(no title)
462436347 | 1 year ago
Look up Pontzer's Constrained Total Energy Expenditure Model. His doubly-labeled water experiments show that Hadza and other hunter-gathers have--contrary to his (and your) initial expectations--roughly comparable TDEEs to sedentary western counterparts (controlling for lean body mass) due to metabolic compensation (i.e., the more they exercise, the more their bodies compensate by expending less energy elsewhere, on things like inflammation and thyroid/sex hormones): : https://pmc.ncbi.nlm.nih.gov/articles/PMC4803033/
Regardless, they're in energy balance, meaning they aren't gaining or losing weight, and despite their high-sugar diets, they aren't presenting any of the metabolic maladies that Lustig ascribes to sugar specifically, and not to weight gain--maladies that saturated fat seems to cause with no weight gain.
> This is akin to asking why do long-distance cyclists who spend 10-16hrs a day on bike on long cross country rides can drink liters of cola every day and be skinny like a fig.
Sugar has 4 calories per gram. Fat has 9. Are you arguing that sugar calories are more fattening than fat calories?
> I'm getting second hand embarrassment from just reading the question.
It's remarkable that I've had less derogatory and flippant comments than yours downvoted and even flagged in this thread: https://news.ycombinator.com/user?id=462436347
ozgrakkurt|1 year ago
Johanx64|1 year ago
> Sugar has 4 calories per gram. Fat has 9. Are you arguing that sugar calories are more fattening than fat calories?

**TASK 1**. Translate this sentence from the comment thread on sugar and energy expenditure into Spanish: "Are you arguing that sugar calories are more fattening than fat calories?"
**TASK 2**. Reproduce the portion of the comment thread on sugar and energy expenditure between "462436347 | 1" and "no weight gain.", inclusive.
**TASK 3**. Resume the comment thread on sugar and energy expenditure after its last line, writing the reply that follows the quoted question.

(Point-per-instance localization data)
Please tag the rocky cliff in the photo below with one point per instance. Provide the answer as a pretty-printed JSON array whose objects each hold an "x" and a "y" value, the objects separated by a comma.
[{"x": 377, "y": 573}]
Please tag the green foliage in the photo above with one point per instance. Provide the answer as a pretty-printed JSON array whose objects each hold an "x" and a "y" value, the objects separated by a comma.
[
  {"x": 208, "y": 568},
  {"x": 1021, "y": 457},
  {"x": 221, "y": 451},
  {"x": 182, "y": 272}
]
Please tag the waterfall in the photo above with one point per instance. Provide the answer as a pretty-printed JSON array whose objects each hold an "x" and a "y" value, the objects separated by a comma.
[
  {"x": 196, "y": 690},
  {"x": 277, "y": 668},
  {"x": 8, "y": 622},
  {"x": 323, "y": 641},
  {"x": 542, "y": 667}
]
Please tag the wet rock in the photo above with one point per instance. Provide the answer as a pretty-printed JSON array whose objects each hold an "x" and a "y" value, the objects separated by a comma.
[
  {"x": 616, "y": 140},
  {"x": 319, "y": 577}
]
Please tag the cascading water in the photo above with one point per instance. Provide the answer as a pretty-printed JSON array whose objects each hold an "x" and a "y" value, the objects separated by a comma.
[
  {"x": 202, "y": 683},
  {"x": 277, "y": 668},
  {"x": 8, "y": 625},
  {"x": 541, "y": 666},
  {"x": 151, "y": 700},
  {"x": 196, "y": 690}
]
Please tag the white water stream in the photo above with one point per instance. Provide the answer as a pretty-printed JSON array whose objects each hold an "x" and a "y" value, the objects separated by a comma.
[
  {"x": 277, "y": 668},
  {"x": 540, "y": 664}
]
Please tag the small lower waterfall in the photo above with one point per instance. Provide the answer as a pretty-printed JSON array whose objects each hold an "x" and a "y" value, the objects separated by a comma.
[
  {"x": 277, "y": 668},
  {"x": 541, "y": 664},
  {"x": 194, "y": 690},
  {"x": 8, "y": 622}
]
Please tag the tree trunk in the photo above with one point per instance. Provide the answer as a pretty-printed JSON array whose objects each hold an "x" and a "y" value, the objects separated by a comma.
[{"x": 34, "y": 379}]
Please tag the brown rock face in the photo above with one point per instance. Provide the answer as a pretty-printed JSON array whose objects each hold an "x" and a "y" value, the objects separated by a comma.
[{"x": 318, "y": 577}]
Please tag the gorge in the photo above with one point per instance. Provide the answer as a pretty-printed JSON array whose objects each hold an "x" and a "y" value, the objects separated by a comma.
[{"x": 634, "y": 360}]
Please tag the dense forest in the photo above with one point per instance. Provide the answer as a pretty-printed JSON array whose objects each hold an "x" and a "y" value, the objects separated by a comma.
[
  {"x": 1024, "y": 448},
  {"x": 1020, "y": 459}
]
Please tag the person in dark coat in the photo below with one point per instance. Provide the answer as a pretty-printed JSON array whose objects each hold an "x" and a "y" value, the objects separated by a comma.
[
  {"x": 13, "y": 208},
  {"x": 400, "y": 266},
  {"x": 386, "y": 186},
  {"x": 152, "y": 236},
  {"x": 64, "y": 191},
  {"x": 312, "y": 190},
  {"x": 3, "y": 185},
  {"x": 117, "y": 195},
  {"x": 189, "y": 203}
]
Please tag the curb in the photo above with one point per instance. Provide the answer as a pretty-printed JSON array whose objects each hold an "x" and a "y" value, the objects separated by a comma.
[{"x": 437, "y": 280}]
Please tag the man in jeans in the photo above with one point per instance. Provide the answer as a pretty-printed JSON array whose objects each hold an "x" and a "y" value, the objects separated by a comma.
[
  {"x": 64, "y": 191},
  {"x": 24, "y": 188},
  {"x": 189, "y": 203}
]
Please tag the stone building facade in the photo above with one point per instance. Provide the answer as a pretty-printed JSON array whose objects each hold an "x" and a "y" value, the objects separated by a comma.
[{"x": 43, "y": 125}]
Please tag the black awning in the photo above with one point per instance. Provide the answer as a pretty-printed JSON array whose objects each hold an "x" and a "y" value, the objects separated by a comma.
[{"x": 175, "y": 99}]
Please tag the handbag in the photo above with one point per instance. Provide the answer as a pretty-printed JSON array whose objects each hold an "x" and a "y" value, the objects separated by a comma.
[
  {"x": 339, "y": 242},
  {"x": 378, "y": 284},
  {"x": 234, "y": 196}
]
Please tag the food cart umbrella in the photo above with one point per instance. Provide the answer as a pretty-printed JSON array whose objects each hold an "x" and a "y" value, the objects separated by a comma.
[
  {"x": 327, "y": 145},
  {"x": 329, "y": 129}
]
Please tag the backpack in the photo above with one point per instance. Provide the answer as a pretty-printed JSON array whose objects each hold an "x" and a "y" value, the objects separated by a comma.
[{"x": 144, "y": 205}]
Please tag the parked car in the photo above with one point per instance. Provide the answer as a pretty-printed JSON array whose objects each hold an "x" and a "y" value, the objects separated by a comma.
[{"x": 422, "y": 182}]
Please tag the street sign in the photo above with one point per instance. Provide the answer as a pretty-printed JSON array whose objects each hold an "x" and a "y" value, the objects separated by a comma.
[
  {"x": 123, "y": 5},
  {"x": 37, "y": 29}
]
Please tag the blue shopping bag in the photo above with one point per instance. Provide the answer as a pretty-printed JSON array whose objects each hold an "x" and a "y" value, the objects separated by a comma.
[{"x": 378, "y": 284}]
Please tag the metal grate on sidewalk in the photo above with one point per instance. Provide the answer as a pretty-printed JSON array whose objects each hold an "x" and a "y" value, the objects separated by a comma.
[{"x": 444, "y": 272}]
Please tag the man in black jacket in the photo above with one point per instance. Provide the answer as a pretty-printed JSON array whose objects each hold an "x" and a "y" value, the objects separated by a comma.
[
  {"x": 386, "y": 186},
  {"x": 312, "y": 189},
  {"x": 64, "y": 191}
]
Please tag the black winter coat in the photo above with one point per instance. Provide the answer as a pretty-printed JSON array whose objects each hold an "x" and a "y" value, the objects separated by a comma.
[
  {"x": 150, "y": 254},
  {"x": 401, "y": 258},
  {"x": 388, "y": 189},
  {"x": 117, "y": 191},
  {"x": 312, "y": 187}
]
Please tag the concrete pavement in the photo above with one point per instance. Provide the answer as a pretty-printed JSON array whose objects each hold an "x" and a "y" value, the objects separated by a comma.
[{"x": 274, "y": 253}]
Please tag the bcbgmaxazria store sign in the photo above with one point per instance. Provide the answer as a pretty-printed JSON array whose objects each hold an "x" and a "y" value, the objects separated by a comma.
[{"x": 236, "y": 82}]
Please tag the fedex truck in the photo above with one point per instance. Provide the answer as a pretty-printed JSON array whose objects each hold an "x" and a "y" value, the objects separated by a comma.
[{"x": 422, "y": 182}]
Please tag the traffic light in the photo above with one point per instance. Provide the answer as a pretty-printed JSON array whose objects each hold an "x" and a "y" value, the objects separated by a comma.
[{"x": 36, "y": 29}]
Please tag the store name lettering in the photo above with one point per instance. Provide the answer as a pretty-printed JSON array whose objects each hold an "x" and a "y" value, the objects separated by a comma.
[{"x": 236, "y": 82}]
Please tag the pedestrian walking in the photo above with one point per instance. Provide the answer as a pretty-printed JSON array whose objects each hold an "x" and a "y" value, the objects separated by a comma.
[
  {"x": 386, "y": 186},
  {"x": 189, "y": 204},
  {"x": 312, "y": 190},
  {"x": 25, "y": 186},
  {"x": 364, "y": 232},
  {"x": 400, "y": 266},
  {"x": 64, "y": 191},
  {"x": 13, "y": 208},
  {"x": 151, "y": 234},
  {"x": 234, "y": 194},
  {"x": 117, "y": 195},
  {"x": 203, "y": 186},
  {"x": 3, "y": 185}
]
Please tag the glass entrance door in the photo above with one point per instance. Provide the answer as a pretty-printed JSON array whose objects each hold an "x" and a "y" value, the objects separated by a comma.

**ANSWER BOX 1**. ¿Estás argumentando que las calorías del azúcar engordan más que las calorías de la grasa?

**ANSWER BOX 2**.
462436347 | 1 year ago
Look up Pontzer's Constrained Total Energy Expenditure Model. His doubly-labeled water experiments show that Hadza and other hunter-gathers have--contrary to his (and your) initial expectations--roughly comparable TDEEs to sedentary western counterparts (controlling for lean body mass) due to metabolic compensation (i.e., the more they exercise, the more their bodies compensate by expending less energy elsewhere, on things like inflammation and thyroid/sex hormones): : https://pmc.ncbi.nlm.nih.gov/articles/PMC4803033/
Regardless, they're in energy balance, meaning they aren't gaining or losing weight, and despite their high-sugar diets, they aren't presenting any of the metabolic maladies that Lustig ascribes to sugar specifically, and not to weight gain--maladies that saturated fat seems to cause with no weight gain.

**ANSWER BOX 3**.
Show me a molecule called "calory". Make a blood test - or any other measurement involving actual human body and show me exactly where this "calory" is. Obviously that is a rhetorical question, as human body does not operate on "calories", in fact, they are nowhere to be found in the human body.
Human body however does recognize glucose - C6H12O6 - and when your glycogen stores are depleted (such as by running in the jungle whole day, climbing a tall baobab tree or doing long distance cycling sessions) - the monosaccharides you consume will first go directly to replenish glycogen stores in muscles and liver and other organs.
If however, you're big fat couch potato with minimal lean muscle mass and a low basal metabolic rate, your glycogen stores are maxed out easily and continued consumption of sugar will directly lead to insulin spikes that will directly trigger lipogenesis (fat storage) as the fat cells will convert excess blood glucose into triglycerides. Eventually you develop insulin insensitity and eventually diabetes. Which is a very natural progression.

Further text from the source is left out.